= HOW TO COMPLETE THIS TASK =
Which lines in the data below contain the word "SPEC"? Return each of them.

Saved entries:
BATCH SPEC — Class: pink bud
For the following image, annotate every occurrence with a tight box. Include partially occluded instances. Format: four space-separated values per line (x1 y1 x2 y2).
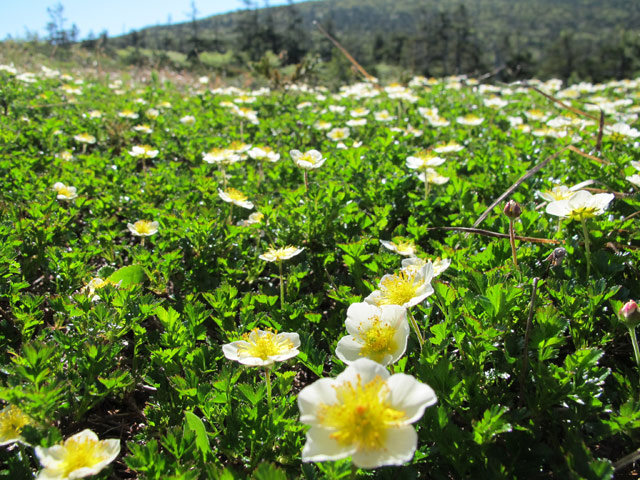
619 300 640 328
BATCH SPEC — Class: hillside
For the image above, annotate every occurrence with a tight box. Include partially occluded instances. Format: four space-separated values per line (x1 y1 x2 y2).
107 0 640 81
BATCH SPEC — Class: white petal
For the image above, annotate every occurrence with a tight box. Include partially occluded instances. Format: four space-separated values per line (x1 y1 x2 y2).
279 332 300 348
302 427 354 463
386 374 437 423
335 358 390 386
545 200 570 217
351 426 418 469
335 336 363 364
298 378 338 425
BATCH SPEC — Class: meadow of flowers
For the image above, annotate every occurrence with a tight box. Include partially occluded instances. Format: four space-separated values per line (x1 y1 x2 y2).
1 64 640 478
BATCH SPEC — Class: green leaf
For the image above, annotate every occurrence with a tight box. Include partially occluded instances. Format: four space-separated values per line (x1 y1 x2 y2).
107 264 145 287
472 405 512 445
184 410 211 459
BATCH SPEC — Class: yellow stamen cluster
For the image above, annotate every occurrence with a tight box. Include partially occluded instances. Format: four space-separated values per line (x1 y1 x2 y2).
225 188 248 202
568 206 598 221
378 272 419 306
132 220 155 235
318 375 405 449
58 435 112 477
237 329 294 361
0 406 30 442
300 153 317 165
359 317 397 362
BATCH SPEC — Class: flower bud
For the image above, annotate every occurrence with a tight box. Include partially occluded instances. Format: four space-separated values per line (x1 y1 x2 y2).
619 300 640 328
504 200 522 219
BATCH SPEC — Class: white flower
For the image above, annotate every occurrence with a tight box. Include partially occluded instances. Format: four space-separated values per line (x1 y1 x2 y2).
298 358 437 469
365 262 434 308
52 182 77 201
146 108 160 119
327 128 350 141
127 220 159 236
118 109 139 119
380 240 417 256
483 96 509 109
406 152 446 170
346 119 367 127
218 188 254 209
524 109 549 122
374 110 395 122
336 303 409 366
433 141 464 154
402 256 450 277
128 145 158 158
248 146 280 162
73 133 96 144
35 429 120 480
291 149 326 170
417 169 449 185
605 122 640 138
456 114 484 126
180 115 196 125
132 124 153 134
202 148 240 165
626 174 640 188
223 329 300 366
546 190 614 220
427 116 450 127
314 121 332 130
259 246 304 262
536 185 579 202
350 107 369 117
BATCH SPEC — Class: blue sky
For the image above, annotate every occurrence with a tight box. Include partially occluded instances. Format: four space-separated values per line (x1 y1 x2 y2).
1 0 303 40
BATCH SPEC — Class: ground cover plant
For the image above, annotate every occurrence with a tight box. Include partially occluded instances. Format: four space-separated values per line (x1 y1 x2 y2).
1 64 640 479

= YOUR RESPONSE =
BATCH SPEC — Class: pink bud
BATCH SPEC — Class: hillside
BATCH SPEC — Class: white petal
BATCH SPEC — Class: meadow of flowers
BATCH SPEC — Class: green leaf
BATCH SPEC — Class: yellow stamen cluster
BATCH SPEC — Class: flower bud
BATCH SPEC — Class: white flower
BATCH SPEC — Class: blue sky
BATCH SPEC — Class: ground cover plant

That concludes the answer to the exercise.